| WORK TO BE COMPLETED |
In the records below, find the line containing "Prompted segmentation: for" and the line containing "positive clicks: (397, 532) (386, 509)"; please repeat exactly the lines from one to the other, both included, and nothing more.
• • • • •
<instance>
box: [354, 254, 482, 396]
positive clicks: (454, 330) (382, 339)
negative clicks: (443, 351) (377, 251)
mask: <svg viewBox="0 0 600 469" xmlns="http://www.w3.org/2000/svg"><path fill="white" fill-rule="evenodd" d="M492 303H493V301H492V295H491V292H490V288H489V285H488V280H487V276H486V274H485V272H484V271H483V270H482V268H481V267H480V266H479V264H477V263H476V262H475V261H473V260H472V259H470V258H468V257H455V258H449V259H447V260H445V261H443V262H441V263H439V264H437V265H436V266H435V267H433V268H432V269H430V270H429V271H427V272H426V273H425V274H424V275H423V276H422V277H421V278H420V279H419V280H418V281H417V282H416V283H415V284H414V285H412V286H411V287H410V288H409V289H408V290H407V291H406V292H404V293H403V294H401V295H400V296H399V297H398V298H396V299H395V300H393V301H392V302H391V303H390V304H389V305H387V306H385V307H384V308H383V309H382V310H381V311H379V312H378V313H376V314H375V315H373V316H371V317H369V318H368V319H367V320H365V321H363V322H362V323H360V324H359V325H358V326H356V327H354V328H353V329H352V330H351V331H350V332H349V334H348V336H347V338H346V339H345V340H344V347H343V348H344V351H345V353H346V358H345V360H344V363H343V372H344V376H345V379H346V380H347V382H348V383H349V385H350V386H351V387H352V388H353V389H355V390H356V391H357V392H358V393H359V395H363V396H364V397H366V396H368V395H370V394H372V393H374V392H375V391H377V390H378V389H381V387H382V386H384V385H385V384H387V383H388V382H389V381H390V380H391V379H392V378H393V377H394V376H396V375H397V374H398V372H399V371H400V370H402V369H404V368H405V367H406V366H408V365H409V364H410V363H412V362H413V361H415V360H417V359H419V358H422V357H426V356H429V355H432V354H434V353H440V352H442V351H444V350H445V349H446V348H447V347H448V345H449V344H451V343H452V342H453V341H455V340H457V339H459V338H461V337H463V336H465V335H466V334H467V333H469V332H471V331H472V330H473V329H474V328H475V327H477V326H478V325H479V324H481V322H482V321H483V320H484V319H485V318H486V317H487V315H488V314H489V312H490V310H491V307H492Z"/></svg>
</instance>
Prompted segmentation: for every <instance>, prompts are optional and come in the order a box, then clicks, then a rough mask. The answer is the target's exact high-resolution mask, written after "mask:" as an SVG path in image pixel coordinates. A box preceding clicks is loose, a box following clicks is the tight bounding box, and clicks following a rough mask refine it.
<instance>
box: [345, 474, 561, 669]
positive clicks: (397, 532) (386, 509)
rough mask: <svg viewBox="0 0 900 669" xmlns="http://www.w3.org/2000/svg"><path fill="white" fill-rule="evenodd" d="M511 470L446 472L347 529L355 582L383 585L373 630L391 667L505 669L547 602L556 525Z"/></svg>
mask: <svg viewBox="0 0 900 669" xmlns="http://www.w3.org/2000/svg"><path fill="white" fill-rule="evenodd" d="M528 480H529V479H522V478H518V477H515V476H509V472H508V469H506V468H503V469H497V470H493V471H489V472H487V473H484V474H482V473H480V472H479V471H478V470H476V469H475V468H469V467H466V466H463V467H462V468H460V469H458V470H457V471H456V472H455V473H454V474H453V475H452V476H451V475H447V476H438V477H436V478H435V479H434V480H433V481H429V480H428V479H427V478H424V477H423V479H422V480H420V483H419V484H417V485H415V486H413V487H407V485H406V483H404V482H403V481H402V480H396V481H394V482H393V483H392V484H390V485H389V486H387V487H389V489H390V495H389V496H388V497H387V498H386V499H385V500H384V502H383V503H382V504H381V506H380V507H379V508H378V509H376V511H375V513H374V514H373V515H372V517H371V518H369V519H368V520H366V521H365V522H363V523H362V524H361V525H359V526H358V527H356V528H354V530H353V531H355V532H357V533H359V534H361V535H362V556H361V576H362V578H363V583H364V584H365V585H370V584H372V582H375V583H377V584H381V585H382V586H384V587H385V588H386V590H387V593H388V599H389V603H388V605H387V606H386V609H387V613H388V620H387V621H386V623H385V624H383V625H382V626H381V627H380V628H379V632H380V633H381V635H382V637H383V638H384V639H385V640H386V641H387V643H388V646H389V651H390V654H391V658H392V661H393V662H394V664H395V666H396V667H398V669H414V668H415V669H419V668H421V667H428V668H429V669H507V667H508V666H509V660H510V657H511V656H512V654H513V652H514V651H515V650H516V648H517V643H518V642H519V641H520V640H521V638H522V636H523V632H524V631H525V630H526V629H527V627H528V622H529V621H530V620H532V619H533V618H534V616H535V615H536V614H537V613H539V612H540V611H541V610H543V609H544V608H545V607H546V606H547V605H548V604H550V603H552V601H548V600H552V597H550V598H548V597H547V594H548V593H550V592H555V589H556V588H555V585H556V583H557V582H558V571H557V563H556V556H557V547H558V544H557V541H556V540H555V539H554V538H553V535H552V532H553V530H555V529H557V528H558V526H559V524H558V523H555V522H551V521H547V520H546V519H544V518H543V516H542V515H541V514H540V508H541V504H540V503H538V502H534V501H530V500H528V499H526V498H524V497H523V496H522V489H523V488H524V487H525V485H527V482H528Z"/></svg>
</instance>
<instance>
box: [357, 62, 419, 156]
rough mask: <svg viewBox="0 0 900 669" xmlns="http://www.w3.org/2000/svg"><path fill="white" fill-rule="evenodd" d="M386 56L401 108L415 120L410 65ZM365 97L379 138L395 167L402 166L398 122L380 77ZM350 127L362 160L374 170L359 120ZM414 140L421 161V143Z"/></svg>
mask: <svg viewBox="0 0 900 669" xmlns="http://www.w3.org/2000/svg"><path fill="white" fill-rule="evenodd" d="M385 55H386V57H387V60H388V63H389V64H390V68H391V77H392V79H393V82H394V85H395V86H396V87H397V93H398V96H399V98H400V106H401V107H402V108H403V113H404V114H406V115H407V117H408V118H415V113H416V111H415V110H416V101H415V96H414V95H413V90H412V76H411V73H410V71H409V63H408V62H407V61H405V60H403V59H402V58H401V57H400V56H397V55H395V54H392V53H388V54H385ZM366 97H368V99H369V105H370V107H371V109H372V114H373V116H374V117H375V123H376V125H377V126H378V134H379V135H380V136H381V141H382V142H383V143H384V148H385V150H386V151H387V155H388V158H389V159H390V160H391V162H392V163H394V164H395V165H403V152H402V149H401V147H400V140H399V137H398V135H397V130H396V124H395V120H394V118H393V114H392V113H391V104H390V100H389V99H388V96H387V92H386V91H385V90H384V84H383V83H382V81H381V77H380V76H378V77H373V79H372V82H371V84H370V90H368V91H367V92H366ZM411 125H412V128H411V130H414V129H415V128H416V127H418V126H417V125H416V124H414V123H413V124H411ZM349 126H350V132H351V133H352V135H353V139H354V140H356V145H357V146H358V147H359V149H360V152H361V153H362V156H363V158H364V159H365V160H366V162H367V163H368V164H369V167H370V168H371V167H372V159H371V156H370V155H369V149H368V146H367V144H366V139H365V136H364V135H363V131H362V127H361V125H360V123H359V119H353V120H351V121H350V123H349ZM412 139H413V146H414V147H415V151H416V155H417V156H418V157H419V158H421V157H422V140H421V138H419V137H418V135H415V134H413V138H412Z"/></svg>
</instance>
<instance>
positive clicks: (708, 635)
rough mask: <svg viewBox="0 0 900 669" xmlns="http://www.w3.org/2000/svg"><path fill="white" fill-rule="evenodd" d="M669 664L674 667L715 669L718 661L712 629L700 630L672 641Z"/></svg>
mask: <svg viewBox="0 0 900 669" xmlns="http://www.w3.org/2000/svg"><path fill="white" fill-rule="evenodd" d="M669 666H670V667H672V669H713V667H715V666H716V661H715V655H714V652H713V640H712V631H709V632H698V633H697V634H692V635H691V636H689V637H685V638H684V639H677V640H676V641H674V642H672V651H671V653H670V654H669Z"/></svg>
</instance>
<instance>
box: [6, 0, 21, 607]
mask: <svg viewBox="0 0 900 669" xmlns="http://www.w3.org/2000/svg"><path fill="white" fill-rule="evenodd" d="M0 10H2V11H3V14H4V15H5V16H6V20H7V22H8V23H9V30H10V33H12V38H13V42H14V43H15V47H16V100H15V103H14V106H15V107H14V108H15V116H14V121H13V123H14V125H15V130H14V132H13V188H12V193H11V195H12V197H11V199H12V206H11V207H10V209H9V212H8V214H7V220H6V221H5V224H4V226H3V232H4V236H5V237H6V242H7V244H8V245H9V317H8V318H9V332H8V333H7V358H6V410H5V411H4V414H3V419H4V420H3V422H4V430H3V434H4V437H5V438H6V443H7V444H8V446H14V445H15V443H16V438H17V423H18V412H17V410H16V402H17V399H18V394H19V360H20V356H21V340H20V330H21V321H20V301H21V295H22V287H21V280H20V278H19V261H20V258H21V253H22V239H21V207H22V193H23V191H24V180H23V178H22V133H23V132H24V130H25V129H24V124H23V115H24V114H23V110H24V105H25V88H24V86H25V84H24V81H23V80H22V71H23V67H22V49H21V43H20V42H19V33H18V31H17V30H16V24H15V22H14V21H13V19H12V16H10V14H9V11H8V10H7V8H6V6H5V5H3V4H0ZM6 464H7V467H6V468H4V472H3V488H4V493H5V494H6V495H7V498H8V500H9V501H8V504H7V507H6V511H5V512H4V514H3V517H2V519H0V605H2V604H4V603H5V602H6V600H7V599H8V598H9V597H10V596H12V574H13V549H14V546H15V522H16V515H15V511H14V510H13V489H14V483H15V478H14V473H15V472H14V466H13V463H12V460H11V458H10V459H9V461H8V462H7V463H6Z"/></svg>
• • • • •
| EXERCISE RESULT |
Prompted segmentation: for every <instance>, prompts are optional and come in the order a box, then clicks, then a rough mask. The answer is the target's exact high-resolution mask, written after "mask:" as an SVG path in image pixel coordinates. A box preceding clicks is loose, a box following clicks is the tight bounding box, and clicks following a rough mask refine it.
<instance>
box: [345, 474, 561, 669]
positive clicks: (397, 532) (386, 509)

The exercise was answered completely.